DIRECTION A:
From the blog posts, reproduce the passage starting with "Tuesday, February 24, 2015" and going on through "of pop culture.".
DIRECTION B:
According to the blog posts, in which show did Maggie Gyllenhaal's work captivate the author this past year?

GIVEN TEXT:
+++++
Friday, February 27, 2015

Remake Funny Face with Anne and Cate

Would love to see a remake of Funny Girl. It doesn't have to have the songs, or really the dancing. But the plot is fun and could see Anne Hathway playing the part of Jo (originally played by Audrey Heepburn) and Cate Blanchett as Maggie Prescott (originally played by Kay Thompson).

That's all.

Tuesday, February 24, 2015

Oscar, Pop Culture, Entertainment, Art

Are the Academy Awards for the most artistic film?

Are the Academy Awards given for the most entertaining film?

Are the academy Awards passed out to the film that most resonates with pop culture?

Of course not!

Yet, at the same time there is a desire (I share it) for the films that win the major awards at the Oscars be films that is art, entertaining, and maybe even a small piece of pop culture.

I think of previous films like Forrest Gump. The Godfather, or The Silence of the Lambs, as some examples that seemed to cross into these different areas in ways this years films did not.

As I think about why this might be the case I've thought about where we gravitate for entertainment and pop culture in recent years, and in honesty it is not typically the movie theater. And if we do, it's certainly not "artful cinema." Popular movies in the theater seem to really be the action film (think this year's Furious 7 where a car chase will go through the skyscapers) and super-hero genre films. These are clearly for entertainment and are a part of pop-culture, but doesn't touch the art space (well, maybe in some technical realms, but no rational person will be arguing that Vin Diesel is Oscar bound or that the screenplay for Furious 7 deserves a second look come award season).

But there is artful work being done that is also entertaining and a part of pop-culture, but I venture to suggest that much of that is happening on a much smaller screen. Like many people, we've tuned into a number of the serial television shows from England -- we enjoy Downton Abby, Sherlock, The Hour, Broadchurch and Mr. Selfridge. We were captivated by Maggie Gyllenhaal's work in The Honourable Woman this past year. And HBO, Neflix, and cable networks are bringing challenging television, compelling stories, and talented performers to the small screen.
+++++
DATA LINES:
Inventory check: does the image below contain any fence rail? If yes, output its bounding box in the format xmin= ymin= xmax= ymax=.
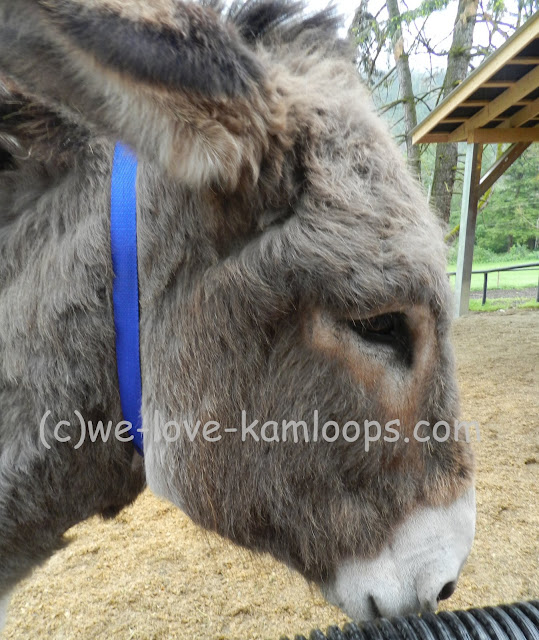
+++++
RIGHT ANSWER A:
Tuesday, February 24, 2015

Oscar, Pop Culture, Entertainment, Art

Are the Academy Awards for the most artistic film?

Are the Academy Awards given for the most entertaining film?

Are the academy Awards passed out to the film that most resonates with pop culture?

Of course not!

Yet, at the same time there is a desire (I share it) for the films that win the major awards at the Oscars be films that is art, entertaining, and maybe even a small piece of pop culture.

RIGHT ANSWER B:
The Honourable Woman